- _Job 1_
In the soybean seeding article, what row spacing does Zimmerman use for his soybeans?

● ● ● ● ● ● ●

On-farm trials reveal lessons about soybean seeding rates

A four-year trial tells this farmer he can cut back, except if he must plant very late.

What’s the best way to know if you can cut soybean seeding rates? Jim Zimmerman, Redkey, Ind., believes it’s conducting testing on his own farm.

“I was seeding around 210,000 seeds per acre and didn’t think I needed to be that high,” Zimmerman says. His soybeans are in 15-inch split rows.

To find out where he should be, he agreed to work with Larry Temple, then the Jay County Extension educator, to set up a replicated trial to see what he could learn. That was in 2016. Four years later, Zimmerman is confident in cutting back on seeding rates. How much he cuts back depends upon when he can plant and what he feels comfortable with doing. He’s now more comfortable planting 140,000 to 160,000 seeds per acre.

● ● ● ● ● ● ●

- _Job 2_
Reproduce the records word for word, starting at the line that contains "of the toyota" and ending at the last line of the records.

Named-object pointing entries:

● ● ● ● ● ● ●

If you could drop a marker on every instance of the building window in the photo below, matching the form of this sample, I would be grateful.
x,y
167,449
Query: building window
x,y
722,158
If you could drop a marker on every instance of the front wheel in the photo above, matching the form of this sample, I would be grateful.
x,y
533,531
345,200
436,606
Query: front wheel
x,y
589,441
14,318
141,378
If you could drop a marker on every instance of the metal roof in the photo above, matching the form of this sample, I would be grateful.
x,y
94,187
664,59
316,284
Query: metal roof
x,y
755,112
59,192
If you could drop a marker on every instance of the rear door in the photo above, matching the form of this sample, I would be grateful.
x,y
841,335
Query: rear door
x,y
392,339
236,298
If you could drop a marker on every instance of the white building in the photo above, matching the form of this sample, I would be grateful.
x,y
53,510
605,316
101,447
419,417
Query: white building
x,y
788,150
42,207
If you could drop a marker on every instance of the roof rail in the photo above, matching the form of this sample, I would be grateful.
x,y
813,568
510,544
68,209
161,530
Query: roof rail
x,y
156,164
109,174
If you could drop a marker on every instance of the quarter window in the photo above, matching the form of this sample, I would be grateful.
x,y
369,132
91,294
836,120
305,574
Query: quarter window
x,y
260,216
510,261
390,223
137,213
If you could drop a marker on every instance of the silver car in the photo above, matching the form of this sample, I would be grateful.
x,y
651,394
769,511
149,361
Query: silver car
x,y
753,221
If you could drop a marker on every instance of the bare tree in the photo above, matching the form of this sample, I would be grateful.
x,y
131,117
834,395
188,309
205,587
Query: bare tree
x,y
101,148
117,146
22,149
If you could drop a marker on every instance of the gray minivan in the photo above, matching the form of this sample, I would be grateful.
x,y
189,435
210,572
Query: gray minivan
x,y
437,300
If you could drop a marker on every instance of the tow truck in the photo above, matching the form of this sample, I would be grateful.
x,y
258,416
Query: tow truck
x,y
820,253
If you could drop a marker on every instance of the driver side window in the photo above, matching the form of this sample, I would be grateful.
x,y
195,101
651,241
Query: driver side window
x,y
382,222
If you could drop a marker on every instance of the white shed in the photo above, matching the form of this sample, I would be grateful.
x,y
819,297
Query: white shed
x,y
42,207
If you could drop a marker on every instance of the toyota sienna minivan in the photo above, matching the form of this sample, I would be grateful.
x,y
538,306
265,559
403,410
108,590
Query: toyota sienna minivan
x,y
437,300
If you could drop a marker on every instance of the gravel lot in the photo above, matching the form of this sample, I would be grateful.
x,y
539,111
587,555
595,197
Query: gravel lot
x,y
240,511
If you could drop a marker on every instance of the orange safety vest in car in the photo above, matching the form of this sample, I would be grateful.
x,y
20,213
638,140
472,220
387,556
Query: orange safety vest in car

● ● ● ● ● ● ●

- _Task response 1_
15-inch split rows

- _Task response 2_
If you could drop a marker on every instance of the toyota sienna minivan in the photo above, matching the form of this sample, I would be grateful.
x,y
538,306
265,559
403,410
108,590
Query: toyota sienna minivan
x,y
437,300
If you could drop a marker on every instance of the gravel lot in the photo above, matching the form of this sample, I would be grateful.
x,y
539,111
587,555
595,197
Query: gravel lot
x,y
240,511
If you could drop a marker on every instance of the orange safety vest in car in the photo above, matching the form of this sample, I would be grateful.
x,y
20,213
638,140
472,220
387,556
Query: orange safety vest in car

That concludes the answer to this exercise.